#### What you need to do:
Transcribe each of the rows below word for word, keeping every line intact.

Excerpts from point annotation data:

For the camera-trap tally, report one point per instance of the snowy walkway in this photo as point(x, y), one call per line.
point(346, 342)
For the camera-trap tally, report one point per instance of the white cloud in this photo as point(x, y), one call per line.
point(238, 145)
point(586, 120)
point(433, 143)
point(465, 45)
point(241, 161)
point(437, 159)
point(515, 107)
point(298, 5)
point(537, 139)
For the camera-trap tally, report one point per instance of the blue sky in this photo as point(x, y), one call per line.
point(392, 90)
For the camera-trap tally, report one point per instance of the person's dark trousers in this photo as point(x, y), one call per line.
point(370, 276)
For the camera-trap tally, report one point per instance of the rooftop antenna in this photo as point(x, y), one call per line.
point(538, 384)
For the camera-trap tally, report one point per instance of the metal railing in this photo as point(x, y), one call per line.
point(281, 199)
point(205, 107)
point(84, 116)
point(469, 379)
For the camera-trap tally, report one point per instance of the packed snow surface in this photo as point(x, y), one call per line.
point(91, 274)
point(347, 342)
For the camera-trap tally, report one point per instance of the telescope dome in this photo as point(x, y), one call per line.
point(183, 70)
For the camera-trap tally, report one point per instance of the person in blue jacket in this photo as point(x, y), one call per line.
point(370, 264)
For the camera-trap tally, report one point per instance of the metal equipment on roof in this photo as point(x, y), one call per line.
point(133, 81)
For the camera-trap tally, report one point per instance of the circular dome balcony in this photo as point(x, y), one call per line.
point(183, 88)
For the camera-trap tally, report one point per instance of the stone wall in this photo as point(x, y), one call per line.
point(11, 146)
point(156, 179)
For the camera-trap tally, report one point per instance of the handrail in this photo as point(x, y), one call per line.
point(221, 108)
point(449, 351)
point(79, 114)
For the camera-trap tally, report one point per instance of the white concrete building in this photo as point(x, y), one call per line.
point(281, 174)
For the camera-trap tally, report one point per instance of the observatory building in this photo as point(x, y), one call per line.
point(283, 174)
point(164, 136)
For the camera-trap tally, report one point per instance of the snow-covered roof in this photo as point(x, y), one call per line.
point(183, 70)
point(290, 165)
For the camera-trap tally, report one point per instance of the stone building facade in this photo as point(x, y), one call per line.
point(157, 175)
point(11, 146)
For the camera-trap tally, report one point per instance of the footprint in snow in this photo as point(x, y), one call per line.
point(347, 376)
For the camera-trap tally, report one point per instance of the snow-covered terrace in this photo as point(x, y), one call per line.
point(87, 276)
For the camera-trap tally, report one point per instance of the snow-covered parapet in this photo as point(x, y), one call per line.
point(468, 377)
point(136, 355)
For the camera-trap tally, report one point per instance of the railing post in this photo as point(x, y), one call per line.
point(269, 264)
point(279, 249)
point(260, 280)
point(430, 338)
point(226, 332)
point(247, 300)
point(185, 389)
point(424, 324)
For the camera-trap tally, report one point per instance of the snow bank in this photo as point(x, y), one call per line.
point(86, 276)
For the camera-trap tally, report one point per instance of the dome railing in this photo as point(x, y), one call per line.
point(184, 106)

#### Written solution:
For the camera-trap tally, report one point per instance of the snowy walkway in this photo as point(x, y), one call per line.
point(346, 342)
For the camera-trap tally, report one point per instance of the white cloud in this photo as point(x, y), one call per line.
point(238, 145)
point(586, 120)
point(433, 143)
point(465, 45)
point(241, 161)
point(437, 159)
point(515, 107)
point(298, 5)
point(537, 139)
For the camera-trap tally, report one point per instance of the blue sky in this photo as point(x, y), one call per line.
point(392, 90)
For the camera-trap tally, report one point per instance of the person's dark trousers in this photo as point(x, y), one call per line.
point(370, 276)
For the camera-trap tally, report one point per instance of the rooftop antenna in this photo as point(x, y), one call per line.
point(538, 384)
For the camera-trap tally, report one point per instance of the metal railing in this photo as point(x, y), one call per line.
point(281, 199)
point(205, 107)
point(84, 116)
point(469, 379)
For the camera-trap tally, report one point per instance of the packed snow surface in this photo as point(x, y), one call per line.
point(91, 274)
point(347, 342)
For the camera-trap tally, report one point per instance of the telescope dome in this photo as point(x, y), one call per line.
point(183, 70)
For the camera-trap tally, report one point per instance of the person in blue jacket in this photo as point(x, y), one call per line.
point(370, 264)
For the camera-trap tally, report one point per instance of the metal equipment on roof in this photo as point(x, y), one call per line.
point(133, 81)
For the camera-trap tally, report one point per instance of the circular dome balcony in this photo as point(x, y), one call per line.
point(183, 88)
For the camera-trap tally, report one point per instance of the stone wall in this photo as point(x, y), one call per line.
point(11, 146)
point(156, 179)
For the camera-trap tally, report one point per instance of the handrail in this photo as point(x, y), one call per line.
point(221, 108)
point(449, 351)
point(79, 114)
For the camera-trap tally, report one point per instance of the white concrete building in this photo as point(x, y), one call per line.
point(281, 174)
For the camera-trap tally, report one point per instance of the observatory building in this photo as point(x, y), one call per line.
point(283, 174)
point(164, 136)
For the camera-trap tally, report one point per instance of the snow-covered roof in this photo as point(x, y), one call per line.
point(183, 70)
point(290, 165)
For the camera-trap tally, report one point per instance of the stone building facade in this photo as point(x, y), one call per line.
point(157, 175)
point(11, 146)
For the camera-trap tally, report one point per instance of the footprint in snow in this photo as point(x, y), one call per line.
point(347, 376)
For the camera-trap tally, report one point per instance of the snow-covered terrace in this photo as point(x, y), one call per line.
point(87, 276)
For the camera-trap tally, report one point per instance of the snow-covered parapet in this photo as point(x, y), one call per line.
point(468, 377)
point(136, 355)
For the camera-trap tally, report one point per instance of the railing post in this photo as point(x, y), one call per line.
point(269, 264)
point(279, 249)
point(260, 280)
point(430, 338)
point(226, 332)
point(247, 300)
point(185, 389)
point(424, 324)
For the camera-trap tally, report one point per instance of the snow bank in this photo as point(x, y), one call per line.
point(86, 276)
For the camera-trap tally, report one point per instance of the dome railing in this photo as point(x, y), one call per line.
point(184, 106)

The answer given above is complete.